Exercise task —
Transcribe the passage of the NFT collection notebook below between "## Importing the" and "load_dotenv()", inclusive.
# Quoted passage start
# A Brief Collection Analysis and Monte Carlo Projection for Top NFT Collections


## Importing the Libraries

In [None]:
import pandas as pd
import os
# os.getenv
from dotenv import load_dotenv
import hvplot.pandas
import requests
from utils import *

In [None]:
load_dotenv()

rarify_api_key = os.getenv("RARIFY_API_KEY")
display(type(rarify_api_key))

# Descriptive Data Analysis

# Part 1

## Fetching from the Rarify API
* We get the data for our nft collections from the rarify API
* We are targeting the collections data endpoint which is the following: "https://api.rarify.tech/data/contracts/{network_id}:{contract_id}/insights/90d"
* We supply the network_id as the blockchain which is Ethereum in our case
* In the first instance we will target the crypto punks collection by supplying it's contract_id to check that our authentication and fetch method works


In [None]:
network_id = "ethereum"
# Crypto Punks
contract_id = "b47e3cd837ddf8e4c57f05d70ab865de6e193bbb"

collections_baseurl = f"https://api.rarify.tech/data/contracts/{network_id}:{contract_id}/insights/90d"
# Quoted passage end
# Available data start
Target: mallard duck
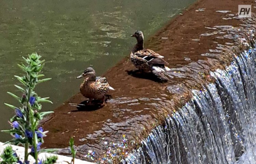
# Available data end
The completed task —
## Importing the Libraries

In [None]:
import pandas as pd
import os
# os.getenv
from dotenv import load_dotenv
import hvplot.pandas
import requests
from utils import *

In [None]:
load_dotenv()